> PROBLEM TO SOLVE:
Please set out every line of the records below as a numbered list, leaving out any blank lines.

(Rows from a pointing dataset)
________________________________________

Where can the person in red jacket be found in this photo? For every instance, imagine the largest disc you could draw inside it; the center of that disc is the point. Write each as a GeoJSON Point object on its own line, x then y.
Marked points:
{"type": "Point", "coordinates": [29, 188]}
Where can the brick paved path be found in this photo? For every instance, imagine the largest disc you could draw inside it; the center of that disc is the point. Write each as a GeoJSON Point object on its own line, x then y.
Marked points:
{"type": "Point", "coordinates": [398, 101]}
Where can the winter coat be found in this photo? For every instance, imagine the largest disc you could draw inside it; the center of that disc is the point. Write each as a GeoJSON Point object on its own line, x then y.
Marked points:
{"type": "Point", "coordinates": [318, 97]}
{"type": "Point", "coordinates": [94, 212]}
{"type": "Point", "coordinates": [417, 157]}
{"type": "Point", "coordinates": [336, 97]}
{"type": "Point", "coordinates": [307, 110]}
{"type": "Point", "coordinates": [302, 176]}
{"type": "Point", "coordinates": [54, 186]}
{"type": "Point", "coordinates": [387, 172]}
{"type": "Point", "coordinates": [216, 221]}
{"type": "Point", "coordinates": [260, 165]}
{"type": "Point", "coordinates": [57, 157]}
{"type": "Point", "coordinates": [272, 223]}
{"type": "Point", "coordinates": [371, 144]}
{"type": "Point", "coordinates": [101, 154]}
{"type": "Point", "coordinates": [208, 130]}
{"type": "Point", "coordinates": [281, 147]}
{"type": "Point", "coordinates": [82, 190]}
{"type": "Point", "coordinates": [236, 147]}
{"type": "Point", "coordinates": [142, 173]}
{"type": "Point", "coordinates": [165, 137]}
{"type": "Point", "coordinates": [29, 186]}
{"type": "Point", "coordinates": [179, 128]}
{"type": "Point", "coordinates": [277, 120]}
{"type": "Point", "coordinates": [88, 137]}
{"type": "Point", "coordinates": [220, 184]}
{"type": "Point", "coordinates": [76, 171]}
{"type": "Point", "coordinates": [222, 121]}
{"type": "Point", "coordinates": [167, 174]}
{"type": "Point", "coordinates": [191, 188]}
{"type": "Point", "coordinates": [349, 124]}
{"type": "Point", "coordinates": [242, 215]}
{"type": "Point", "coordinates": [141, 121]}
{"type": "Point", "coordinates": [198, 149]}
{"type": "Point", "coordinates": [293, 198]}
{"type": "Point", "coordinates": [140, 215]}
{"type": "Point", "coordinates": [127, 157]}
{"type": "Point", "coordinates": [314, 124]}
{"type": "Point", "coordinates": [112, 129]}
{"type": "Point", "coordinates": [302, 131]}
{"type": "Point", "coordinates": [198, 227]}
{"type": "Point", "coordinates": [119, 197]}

________________________________________

> CORRECT RESPONSE:
1. Where can the person in red jacket be found in this photo? For every instance, imagine the largest disc you could draw inside it; the center of that disc is the point. Write each as a GeoJSON Point object on its own line, x then y.
2. Marked points:
3. {"type": "Point", "coordinates": [29, 188]}
4. Where can the brick paved path be found in this photo? For every instance, imagine the largest disc you could draw inside it; the center of that disc is the point. Write each as a GeoJSON Point object on its own line, x then y.
5. Marked points:
6. {"type": "Point", "coordinates": [398, 101]}
7. Where can the winter coat be found in this photo? For every instance, imagine the largest disc you could draw inside it; the center of that disc is the point. Write each as a GeoJSON Point object on its own line, x then y.
8. Marked points:
9. {"type": "Point", "coordinates": [318, 97]}
10. {"type": "Point", "coordinates": [94, 212]}
11. {"type": "Point", "coordinates": [417, 157]}
12. {"type": "Point", "coordinates": [336, 97]}
13. {"type": "Point", "coordinates": [307, 110]}
14. {"type": "Point", "coordinates": [302, 176]}
15. {"type": "Point", "coordinates": [54, 186]}
16. {"type": "Point", "coordinates": [387, 172]}
17. {"type": "Point", "coordinates": [216, 221]}
18. {"type": "Point", "coordinates": [260, 165]}
19. {"type": "Point", "coordinates": [57, 157]}
20. {"type": "Point", "coordinates": [272, 223]}
21. {"type": "Point", "coordinates": [371, 144]}
22. {"type": "Point", "coordinates": [101, 154]}
23. {"type": "Point", "coordinates": [208, 130]}
24. {"type": "Point", "coordinates": [281, 147]}
25. {"type": "Point", "coordinates": [82, 190]}
26. {"type": "Point", "coordinates": [236, 147]}
27. {"type": "Point", "coordinates": [142, 173]}
28. {"type": "Point", "coordinates": [165, 137]}
29. {"type": "Point", "coordinates": [29, 186]}
30. {"type": "Point", "coordinates": [179, 128]}
31. {"type": "Point", "coordinates": [277, 120]}
32. {"type": "Point", "coordinates": [88, 137]}
33. {"type": "Point", "coordinates": [220, 184]}
34. {"type": "Point", "coordinates": [76, 171]}
35. {"type": "Point", "coordinates": [222, 121]}
36. {"type": "Point", "coordinates": [167, 174]}
37. {"type": "Point", "coordinates": [191, 188]}
38. {"type": "Point", "coordinates": [349, 124]}
39. {"type": "Point", "coordinates": [242, 215]}
40. {"type": "Point", "coordinates": [141, 121]}
41. {"type": "Point", "coordinates": [198, 149]}
42. {"type": "Point", "coordinates": [293, 198]}
43. {"type": "Point", "coordinates": [140, 215]}
44. {"type": "Point", "coordinates": [127, 157]}
45. {"type": "Point", "coordinates": [314, 124]}
46. {"type": "Point", "coordinates": [112, 129]}
47. {"type": "Point", "coordinates": [302, 131]}
48. {"type": "Point", "coordinates": [198, 227]}
49. {"type": "Point", "coordinates": [119, 197]}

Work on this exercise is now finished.